*Your assignment*. A word-for-word transcription of the records is required.

Natural-language object grounding data:
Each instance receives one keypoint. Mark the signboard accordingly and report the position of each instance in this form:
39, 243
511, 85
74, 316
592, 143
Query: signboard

*Completed task*.
Each instance receives one keypoint. Mark the signboard accordingly and report the position of each instance in this form:
39, 243
511, 85
74, 316
592, 143
Query: signboard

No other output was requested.